● Provided records:

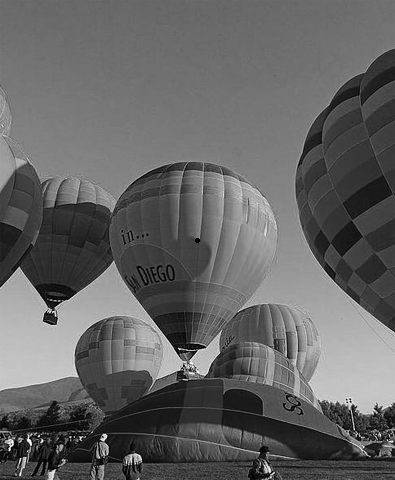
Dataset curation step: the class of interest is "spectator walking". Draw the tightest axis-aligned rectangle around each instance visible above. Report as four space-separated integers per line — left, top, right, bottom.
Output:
15 433 30 477
122 442 143 480
45 442 67 480
89 433 110 480
32 438 52 477
1 434 14 463
248 445 282 480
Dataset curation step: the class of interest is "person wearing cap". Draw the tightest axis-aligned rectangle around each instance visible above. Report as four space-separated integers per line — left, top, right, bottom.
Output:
89 433 110 480
45 441 67 480
248 445 282 480
122 442 143 480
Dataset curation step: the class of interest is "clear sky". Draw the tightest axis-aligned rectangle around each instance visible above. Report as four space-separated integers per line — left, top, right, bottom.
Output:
0 0 395 413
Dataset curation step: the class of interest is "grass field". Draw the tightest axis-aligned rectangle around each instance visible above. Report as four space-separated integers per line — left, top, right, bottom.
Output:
0 458 395 480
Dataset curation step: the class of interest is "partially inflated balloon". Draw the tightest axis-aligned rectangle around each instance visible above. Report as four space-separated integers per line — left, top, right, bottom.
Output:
0 85 12 135
296 50 395 331
110 162 277 356
206 342 321 411
219 303 321 381
75 316 163 413
21 177 115 322
0 136 43 286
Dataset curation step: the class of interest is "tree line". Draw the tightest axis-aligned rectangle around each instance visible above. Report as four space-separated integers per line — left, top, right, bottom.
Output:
0 400 395 434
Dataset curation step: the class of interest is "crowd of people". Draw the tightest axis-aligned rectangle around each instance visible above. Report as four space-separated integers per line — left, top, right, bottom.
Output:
0 433 85 480
0 433 143 480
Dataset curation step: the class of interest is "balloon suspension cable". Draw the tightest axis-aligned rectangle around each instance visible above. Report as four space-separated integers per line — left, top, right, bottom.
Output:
43 308 58 325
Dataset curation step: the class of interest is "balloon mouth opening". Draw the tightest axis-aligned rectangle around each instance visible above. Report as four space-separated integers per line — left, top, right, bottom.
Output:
174 343 206 360
43 308 58 325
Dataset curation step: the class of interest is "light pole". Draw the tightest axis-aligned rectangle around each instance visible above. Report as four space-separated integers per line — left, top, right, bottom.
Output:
346 397 355 432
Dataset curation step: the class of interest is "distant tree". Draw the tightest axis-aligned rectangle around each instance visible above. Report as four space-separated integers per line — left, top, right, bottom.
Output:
369 403 388 431
38 400 61 430
383 402 395 428
69 403 93 430
320 400 370 432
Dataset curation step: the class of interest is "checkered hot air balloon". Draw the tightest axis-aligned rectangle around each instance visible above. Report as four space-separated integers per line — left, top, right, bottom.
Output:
21 177 115 324
110 162 277 359
75 316 163 414
206 342 321 411
0 136 43 286
296 50 395 331
219 303 321 381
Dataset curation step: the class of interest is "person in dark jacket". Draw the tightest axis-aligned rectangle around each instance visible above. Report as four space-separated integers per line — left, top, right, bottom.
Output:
45 442 67 480
15 434 30 477
32 438 52 477
248 445 282 480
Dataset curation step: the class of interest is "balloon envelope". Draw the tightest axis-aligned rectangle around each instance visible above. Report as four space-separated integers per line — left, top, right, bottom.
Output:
219 303 321 381
75 316 163 413
21 177 115 314
296 50 395 331
110 162 277 355
206 342 321 411
0 136 43 286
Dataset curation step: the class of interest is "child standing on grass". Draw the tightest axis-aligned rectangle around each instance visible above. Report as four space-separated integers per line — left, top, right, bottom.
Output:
122 442 143 480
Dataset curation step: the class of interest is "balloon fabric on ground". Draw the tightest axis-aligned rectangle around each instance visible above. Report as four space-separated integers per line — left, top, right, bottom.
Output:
110 162 277 358
296 50 395 331
70 378 365 463
0 136 43 286
219 303 321 381
75 316 163 414
21 177 115 318
206 342 321 412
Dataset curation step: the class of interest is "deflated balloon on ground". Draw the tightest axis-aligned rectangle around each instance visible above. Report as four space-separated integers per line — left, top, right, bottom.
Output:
70 378 365 463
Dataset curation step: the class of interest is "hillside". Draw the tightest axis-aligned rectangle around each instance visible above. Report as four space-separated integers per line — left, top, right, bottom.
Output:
0 372 203 415
0 377 91 413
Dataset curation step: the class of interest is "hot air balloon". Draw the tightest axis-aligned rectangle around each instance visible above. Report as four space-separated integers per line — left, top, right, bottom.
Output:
69 378 367 462
219 303 321 381
75 316 163 414
0 85 12 136
296 50 395 331
110 162 277 359
21 177 115 325
206 342 321 411
0 136 43 286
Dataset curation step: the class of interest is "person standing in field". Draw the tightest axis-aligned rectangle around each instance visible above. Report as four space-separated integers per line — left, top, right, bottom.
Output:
45 442 67 480
15 433 30 477
248 445 282 480
89 433 110 480
32 438 52 477
0 434 14 463
122 442 143 480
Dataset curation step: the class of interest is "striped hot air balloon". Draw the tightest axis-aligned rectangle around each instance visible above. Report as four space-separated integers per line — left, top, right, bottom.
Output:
206 342 321 411
110 162 277 358
0 136 43 286
219 303 321 381
21 177 115 324
75 316 163 414
296 50 395 331
0 85 12 136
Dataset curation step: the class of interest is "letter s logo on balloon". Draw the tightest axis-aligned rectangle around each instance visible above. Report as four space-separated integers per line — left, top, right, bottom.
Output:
283 393 304 415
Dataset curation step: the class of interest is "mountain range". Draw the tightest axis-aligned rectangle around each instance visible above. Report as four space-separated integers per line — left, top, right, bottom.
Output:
0 372 203 415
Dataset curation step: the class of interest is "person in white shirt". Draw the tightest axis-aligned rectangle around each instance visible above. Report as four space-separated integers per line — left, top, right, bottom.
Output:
1 434 14 463
122 442 143 480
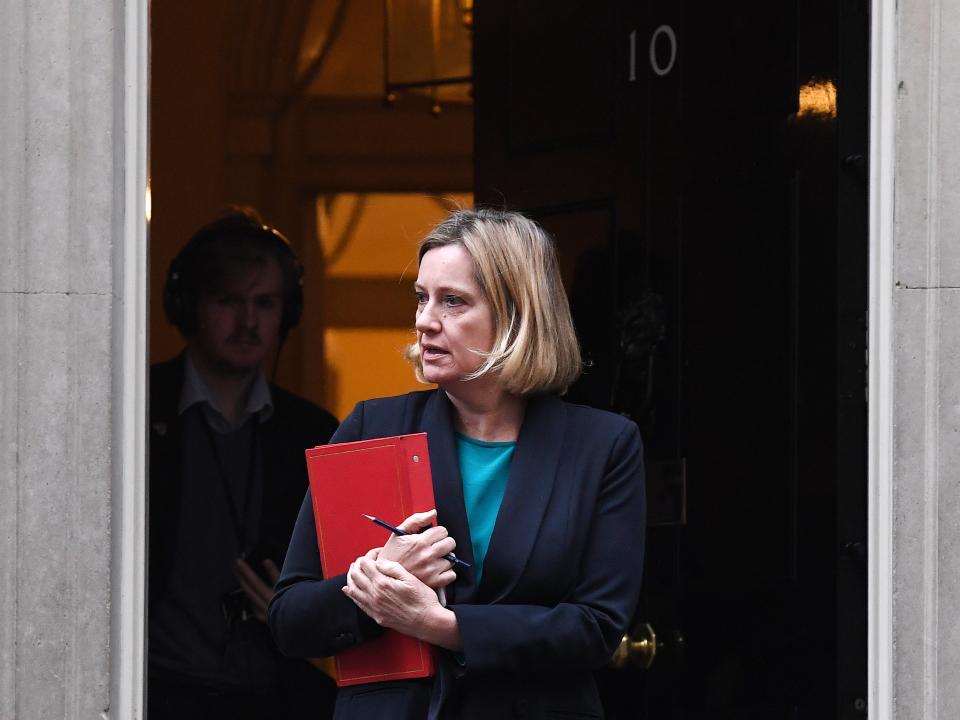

● Short exercise: Rewrite all of the lines above, swapping "Dataset curation step" for "Labeling pass" and keeping everything else unchanged. Leave the pictures out.

● Solution for this problem:
Labeling pass: the class of interest is "spectator walking". Draw the tightest axis-aligned rectangle around each instance visible above. Report as four space-separated integers per line — left, top, right, bottom.
Output:
15 433 30 477
122 442 143 480
45 442 67 480
89 433 110 480
32 438 52 477
1 434 14 463
248 445 282 480
Labeling pass: the class of interest is "person wearing cap". Draw the tightest axis-aligned rectangle around each instance visible above. Report as four space-separated integers per line — left, top, right, bottom.
Output:
89 433 110 480
45 441 67 480
248 445 282 480
122 442 143 480
Labeling pass: the class of interest is "clear sky". Draw the tightest axis-aligned rectangle around each instance visible above. Report as four space-separated integers per line — left, top, right, bottom.
Output:
0 0 395 413
Labeling pass: the class of interest is "grass field". Draw the tightest axis-aligned rectangle around each instance visible above. Report as four space-separated integers per line — left, top, right, bottom.
Output:
0 458 395 480
Labeling pass: the class of interest is "partially inflated balloon". Draw the tightest axis-aligned rectangle around each instance visible above. Report as four space-separated integers per line — left, top, right, bottom.
Output:
0 85 12 135
296 50 395 331
110 162 277 356
206 342 321 411
219 303 321 381
75 316 163 413
21 177 115 322
0 136 43 286
Labeling pass: the class of interest is "tree line". Draw the tightest axis-aligned rectangle around each instance visible above. Report as four space-separated integers per line — left, top, right, bottom.
Output:
0 400 395 434
Labeling pass: the class of interest is "crowd of people". Draw the tightest axis-aligned rectangle around each instance visible above. Report as four space-separated integers per line — left, top, right, bottom.
Output:
0 433 85 480
0 433 143 480
Labeling pass: the class of interest is "balloon suspension cable". Draw the tightest axis-aligned rectangle around each instance visible above. Report as four space-separated integers per line — left, top, right, bottom.
Output:
43 308 58 325
Labeling pass: the class of interest is "balloon mouth opening". Draw the tightest axis-aligned rectangle around each instance visible above. Report as four space-separated integers per line — left, top, right, bottom.
Output:
174 343 206 360
43 308 58 325
Labeling pass: the class of interest is "light pole". Draw the tightest axis-aligned rectangle around each instance visible above. Report as four space-separated integers per line — left, top, right, bottom.
Output:
346 397 355 432
Labeling pass: the class of interest is "distant tree". Draw the tightest axis-aligned rectangle around each instance visible above. Report as four space-separated integers per line — left, top, right, bottom.
Output:
369 403 388 431
38 400 61 430
383 402 395 428
69 403 93 430
320 400 370 432
Labeling pass: the class of interest is "checkered hot air balloon". Draw the tightest axis-aligned rectangle around each instance visible above. Report as four space-separated integers per line — left, top, right, bottom.
Output:
21 177 115 324
110 162 277 359
75 316 163 414
206 342 321 411
0 136 43 286
296 50 395 331
219 303 321 381
Labeling pass: the class of interest is "person in dark jacket". Draw the tightest axis-aligned rectangle around each instance visible above. Report as four space-separated integers per line — left, top, right, bottom.
Output:
45 442 67 480
15 434 30 477
32 438 52 477
248 445 282 480
Labeling pass: the class of interest is "balloon envelope". Draw the tightest axis-aligned rectangle around each instance visible above. Report as four space-separated integers per line — left, top, right, bottom.
Output:
219 303 321 381
75 316 163 413
21 177 115 314
296 50 395 331
110 162 277 355
206 342 321 411
0 136 43 286
Labeling pass: the class of interest is "child standing on grass". Draw the tightest axis-aligned rectangle around each instance visible above. Report as four space-separated integers per line — left, top, right, bottom.
Output:
122 442 143 480
Labeling pass: the class of interest is "balloon fabric on ground". Draw the tightest axis-aligned rectangle around each instance visible above. Report as four space-separated integers per line — left, top, right, bottom.
Output:
110 162 277 358
296 50 395 331
70 378 365 463
0 136 43 286
219 303 321 381
75 316 163 414
21 177 115 318
206 342 321 412
Labeling pass: the class of interest is "deflated balloon on ground". Draw the tightest axis-aligned rectangle around each instance visible above. Report as four space-separated integers per line — left, top, right, bottom.
Output:
70 378 365 463
Labeling pass: the class of interest is "hillside". Draw the tightest axis-aligned rectangle around each instance visible above. Report as four space-separated integers per line — left, top, right, bottom.
Output:
0 372 203 415
0 377 91 413
Labeling pass: the class of interest is "hot air balloon". Draw the tightest axis-aligned rectangle around each instance visible above. Report as four space-separated integers per line — left, top, right, bottom.
Output:
69 378 367 462
219 303 321 381
75 316 163 414
0 85 12 136
296 50 395 331
110 162 277 359
21 177 115 325
206 342 321 411
0 136 43 286
Labeling pass: the class of interest is "person standing in field". Draw the tightest axis-aligned rectangle around each instance visible above. Report as four space-separated integers per line — left, top, right, bottom.
Output:
45 442 67 480
15 433 30 477
248 445 282 480
89 433 110 480
32 438 52 477
0 434 14 463
122 442 143 480
Labeling pass: the class of interest is "striped hot air balloon". Draw the tightest axis-aligned rectangle around each instance visible above. Report as four space-separated integers per line — left, top, right, bottom.
Output:
206 342 321 411
110 162 277 358
0 136 43 286
219 303 321 381
21 177 115 324
75 316 163 414
296 50 395 331
0 85 12 136
Labeling pass: the class of interest is "letter s logo on balloon". Draw the tightest axis-aligned rectangle around each instance visible above. Report as four space-separated integers per line — left, top, right, bottom.
Output:
283 393 304 415
Labeling pass: the class of interest is "mountain range". Draw the tightest axis-aligned rectangle around each instance visible above. Report as four space-separated integers per line — left, top, right, bottom.
Output:
0 372 203 415
Labeling pass: the class of interest is "person in white shirt". Draw the tightest axis-aligned rectangle around each instance visible above. Report as four space-separated integers per line — left, top, right, bottom.
Output:
1 434 14 463
122 442 143 480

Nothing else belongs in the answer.